* **Passage shown**
13. Additionally, pursuant to Section 37.001, et. seq., of the Texas Civil Practice and Remedies Code (Uniform Declaratory Judgment Act), Plaintiffs hereby seek declaration from this Honorable Court that the actions of the City of Houston in acquiring 112.5755 acres of Northwood Property on January 6, 1999, constitutes [sic] a “taking” and/or “damaging” of Plaintiffs' property in violation of Article I § 17 of the Texas Constitution․
Appellees alleged in the first amended petition the following facts to support their claims:
• Through the passage of Ordinance 84-1954, the City agreed to the specific land that would be included in the municipal utility district.
• The City knew that any “taking” of land within the District would adversely affect the District and its tax base.
• The plan of readjustment approved by the bankruptcy court authorized the issuance of refunding bonds.
• The bondholders agreed to the refunding of bonds in the principal amount of approximately $3,995,000.
• To issue the refunding bonds authorized by the plan of readjustment, it was necessary for the District to comply with Ordinance 84-1954.

[Dataset rows]
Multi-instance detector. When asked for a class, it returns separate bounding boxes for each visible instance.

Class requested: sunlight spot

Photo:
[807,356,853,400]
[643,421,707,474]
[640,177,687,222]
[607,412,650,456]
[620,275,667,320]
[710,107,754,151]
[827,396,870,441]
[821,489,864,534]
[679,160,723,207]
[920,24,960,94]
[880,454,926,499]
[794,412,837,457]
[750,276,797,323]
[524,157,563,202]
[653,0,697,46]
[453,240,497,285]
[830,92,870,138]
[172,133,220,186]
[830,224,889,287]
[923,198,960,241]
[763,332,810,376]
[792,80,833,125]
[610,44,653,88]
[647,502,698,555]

* **Exercise aim**
Transcribe word for word the part of the excerpt about the Houston land claim that opens with the words "13. Additionally, pursuant" and closes with "of refunding bonds.". These entries have no connection to the excerpt about the Houston land claim.

* **Exercise result**
13. Additionally, pursuant to Section 37.001, et. seq., of the Texas Civil Practice and Remedies Code (Uniform Declaratory Judgment Act), Plaintiffs hereby seek declaration from this Honorable Court that the actions of the City of Houston in acquiring 112.5755 acres of Northwood Property on January 6, 1999, constitutes [sic] a “taking” and/or “damaging” of Plaintiffs' property in violation of Article I § 17 of the Texas Constitution․
Appellees alleged in the first amended petition the following facts to support their claims:
• Through the passage of Ordinance 84-1954, the City agreed to the specific land that would be included in the municipal utility district.
• The City knew that any “taking” of land within the District would adversely affect the District and its tax base.
• The plan of readjustment approved by the bankruptcy court authorized the issuance of refunding bonds.